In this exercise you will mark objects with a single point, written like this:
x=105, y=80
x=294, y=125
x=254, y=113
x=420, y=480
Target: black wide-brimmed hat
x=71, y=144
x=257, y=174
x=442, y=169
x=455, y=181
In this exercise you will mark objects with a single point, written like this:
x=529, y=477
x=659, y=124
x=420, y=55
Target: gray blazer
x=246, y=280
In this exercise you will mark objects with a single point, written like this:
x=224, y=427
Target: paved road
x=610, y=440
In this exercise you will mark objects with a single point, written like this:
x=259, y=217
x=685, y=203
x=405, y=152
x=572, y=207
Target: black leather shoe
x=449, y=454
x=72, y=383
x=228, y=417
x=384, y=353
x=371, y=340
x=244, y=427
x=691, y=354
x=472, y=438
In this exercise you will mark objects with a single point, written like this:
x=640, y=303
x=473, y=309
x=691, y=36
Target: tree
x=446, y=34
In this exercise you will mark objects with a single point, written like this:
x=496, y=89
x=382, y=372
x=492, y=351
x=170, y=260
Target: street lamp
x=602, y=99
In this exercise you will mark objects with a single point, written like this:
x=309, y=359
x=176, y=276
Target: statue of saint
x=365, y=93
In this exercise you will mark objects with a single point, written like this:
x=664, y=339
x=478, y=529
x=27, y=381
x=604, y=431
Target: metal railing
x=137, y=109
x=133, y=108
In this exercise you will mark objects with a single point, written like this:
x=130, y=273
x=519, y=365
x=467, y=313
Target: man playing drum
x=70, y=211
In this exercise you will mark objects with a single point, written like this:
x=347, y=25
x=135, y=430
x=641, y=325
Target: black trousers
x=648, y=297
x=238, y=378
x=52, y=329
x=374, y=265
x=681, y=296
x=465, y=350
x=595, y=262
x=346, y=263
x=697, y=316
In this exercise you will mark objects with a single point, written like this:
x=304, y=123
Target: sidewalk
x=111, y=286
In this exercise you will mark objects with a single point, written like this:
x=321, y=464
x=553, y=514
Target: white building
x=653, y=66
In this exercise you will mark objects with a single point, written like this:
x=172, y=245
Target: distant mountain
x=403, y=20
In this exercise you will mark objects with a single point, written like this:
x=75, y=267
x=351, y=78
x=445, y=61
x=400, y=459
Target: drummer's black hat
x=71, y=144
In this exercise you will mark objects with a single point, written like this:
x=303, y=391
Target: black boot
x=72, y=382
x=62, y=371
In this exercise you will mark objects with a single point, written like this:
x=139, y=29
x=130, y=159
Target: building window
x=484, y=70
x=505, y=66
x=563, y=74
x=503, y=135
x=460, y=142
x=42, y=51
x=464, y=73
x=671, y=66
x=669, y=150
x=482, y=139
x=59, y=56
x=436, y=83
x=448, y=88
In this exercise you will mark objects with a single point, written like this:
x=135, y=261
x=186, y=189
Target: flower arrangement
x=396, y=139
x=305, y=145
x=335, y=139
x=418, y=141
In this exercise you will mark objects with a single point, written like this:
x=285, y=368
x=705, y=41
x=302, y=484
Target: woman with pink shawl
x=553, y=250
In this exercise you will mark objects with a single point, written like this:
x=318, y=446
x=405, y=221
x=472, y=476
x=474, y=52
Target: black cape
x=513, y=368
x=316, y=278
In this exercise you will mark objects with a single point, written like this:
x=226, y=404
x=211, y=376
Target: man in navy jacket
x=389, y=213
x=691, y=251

◆ ◆ ◆ ◆

- TASK STATEMENT -
Copy the lines from the first one through the one that contains "x=446, y=34", including both.

- CORRECT OUTPUT -
In this exercise you will mark objects with a single point, written like this:
x=105, y=80
x=294, y=125
x=254, y=113
x=420, y=480
Target: black wide-brimmed hat
x=71, y=144
x=257, y=174
x=442, y=169
x=455, y=181
In this exercise you will mark objects with a single point, written like this:
x=529, y=477
x=659, y=124
x=420, y=55
Target: gray blazer
x=246, y=280
In this exercise you will mark objects with a single point, written like this:
x=224, y=427
Target: paved road
x=610, y=440
In this exercise you will mark objects with a single point, written like this:
x=259, y=217
x=685, y=203
x=405, y=152
x=572, y=207
Target: black leather shoe
x=449, y=454
x=72, y=383
x=228, y=417
x=384, y=353
x=371, y=340
x=244, y=427
x=691, y=354
x=472, y=438
In this exercise you will mark objects with a single point, written like this:
x=640, y=303
x=473, y=309
x=691, y=36
Target: tree
x=446, y=34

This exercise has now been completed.